(Excerpt provided):
******************************

# House/Yard size vs # GSDs



## Barb E (Jun 6, 2004)

We've done this before but there are a lot of new folks and I always find this fascinating!

How big is your house?
How big is your yard?
How many GSDs (Or dogs?)


----------



## Barb E (Jun 6, 2004)

House - 900 sq feet
Yard - aprox 7,000 sq feet

Just Dante for now, but eventually will be 2


----------



## ThreeDogs (Mar 16, 2007)

House - is approx 1,100 sq feet + a finished basement
Yard - my lot size is 60 x 106 (small) + A huge field across the street...

I currently have 3 but I think I can fit a few more









This thread reminds me once again that I need to win the lottery...


----------



## Jazy's mom (Jan 5, 2004)

House around 1,400 square feet
Yard - 150 X 100, Fenced 150 X 55

Currently have 2 of my own and one foster


----------



## galadybug (Dec 15, 2005)

House around 1800 square feet

Fenced Yard - 2.5 acres 

1 GSD , 1 Weimeraner/Lab Mix Mutt


----------



## bluetick (Apr 28, 2007)

House is about 2500 square feet
Fenced yard for dogs is about 6000 square feet
(Total is about 5.5 acres)
Just one GSD right now, but looking for another one or two to replace two old GSD's that died in the past few months.


----------



## Chris Wild (Dec 14, 2001)

House is a 2500sq ft 2 story, plus a finished basement adding another 1000sq ft or so.

Yard is 10 acres. About 1/8 acre is fenced as the dog turn out/potty/play yard. The dogs have access to the rest of the property when we're out with them to supervise, except for the 4 acres or so that is fenced off for our horses (and the dogs have to stay out).

We have 6 GSDs, 2 horses, and 2 cats.


----------



## grmnshpd21 (May 5, 2005)

House is almost 2500 square feet
Fenced yard is about a quarter acre
Only Molly right now, but still hoping for a second GSD in the future.


----------



## DrDoom (Nov 7, 2007)

1300 square ft
half acre yard, not fenced
1 GSD for now.

Having a house built on three acres that will definitely make me look at the situation again.


----------



## Bridget (Apr 5, 2004)

House about 900 sq. feet
Yard not sure, but I think our total property is 1/4 acre.
3 dogs


----------



## StGeorgeK9 (Jan 5, 2008)

House is 3600 sqft and yard is 60 x 110 
1 full time GSD, and currently two fosters.


----------



## SunCzarina (Nov 24, 2000)

Fence is U shaped set back 15 feet into a 6000 sq ft lot, less 1000 feet for the foundation size so I figure it's about 3500sf. Then less the garden and the swingset it's close to 2500sf.

******************************

(Task 1):
In the forum thread, how many GSDs does Chris Wild say they have?
(Task 2):
Copy out the stretch of the forum thread from "1 GSD , 1 Weimeraner/Lab" through "past few months.".

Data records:
******************************

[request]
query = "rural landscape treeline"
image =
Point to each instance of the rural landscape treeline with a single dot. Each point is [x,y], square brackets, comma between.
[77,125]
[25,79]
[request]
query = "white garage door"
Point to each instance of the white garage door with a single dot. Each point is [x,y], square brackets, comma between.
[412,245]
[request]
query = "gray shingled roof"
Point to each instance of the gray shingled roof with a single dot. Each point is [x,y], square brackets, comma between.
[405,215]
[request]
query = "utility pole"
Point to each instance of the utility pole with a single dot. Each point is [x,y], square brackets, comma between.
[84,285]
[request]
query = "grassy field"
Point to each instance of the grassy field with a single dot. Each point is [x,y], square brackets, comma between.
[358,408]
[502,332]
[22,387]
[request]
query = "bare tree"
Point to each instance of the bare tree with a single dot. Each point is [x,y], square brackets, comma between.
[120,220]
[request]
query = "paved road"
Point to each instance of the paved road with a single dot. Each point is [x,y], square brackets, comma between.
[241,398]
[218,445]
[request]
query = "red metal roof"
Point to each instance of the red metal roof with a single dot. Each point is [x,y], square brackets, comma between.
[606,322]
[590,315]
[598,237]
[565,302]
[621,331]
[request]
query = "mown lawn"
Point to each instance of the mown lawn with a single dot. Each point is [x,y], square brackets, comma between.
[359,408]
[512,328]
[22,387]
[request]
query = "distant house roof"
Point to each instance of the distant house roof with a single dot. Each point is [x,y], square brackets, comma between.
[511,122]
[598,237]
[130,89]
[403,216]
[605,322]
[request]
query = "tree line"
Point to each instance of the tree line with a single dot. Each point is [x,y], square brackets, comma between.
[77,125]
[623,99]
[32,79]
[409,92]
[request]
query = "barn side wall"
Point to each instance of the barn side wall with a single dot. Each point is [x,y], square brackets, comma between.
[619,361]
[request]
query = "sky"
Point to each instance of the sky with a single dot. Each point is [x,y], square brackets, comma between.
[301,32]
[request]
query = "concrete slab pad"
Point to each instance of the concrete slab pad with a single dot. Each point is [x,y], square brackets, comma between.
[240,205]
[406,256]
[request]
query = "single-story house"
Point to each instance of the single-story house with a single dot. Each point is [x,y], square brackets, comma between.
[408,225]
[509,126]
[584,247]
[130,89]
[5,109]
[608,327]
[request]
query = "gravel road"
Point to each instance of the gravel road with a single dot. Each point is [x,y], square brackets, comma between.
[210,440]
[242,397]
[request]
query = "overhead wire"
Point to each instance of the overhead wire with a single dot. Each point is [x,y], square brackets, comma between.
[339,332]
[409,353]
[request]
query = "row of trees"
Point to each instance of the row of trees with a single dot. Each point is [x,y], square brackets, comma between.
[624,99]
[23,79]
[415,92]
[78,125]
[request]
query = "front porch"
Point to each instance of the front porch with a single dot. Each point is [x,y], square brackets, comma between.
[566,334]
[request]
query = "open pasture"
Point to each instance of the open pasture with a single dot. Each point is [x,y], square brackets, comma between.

******************************

(Exercise solution 1):
Six GSDs.

(Exercise solution 2):
1 GSD , 1 Weimeraner/Lab Mix Mutt


----------



## bluetick (Apr 28, 2007)

House is about 2500 square feet
Fenced yard for dogs is about 6000 square feet
(Total is about 5.5 acres)
Just one GSD right now, but looking for another one or two to replace two old GSD's that died in the past few months.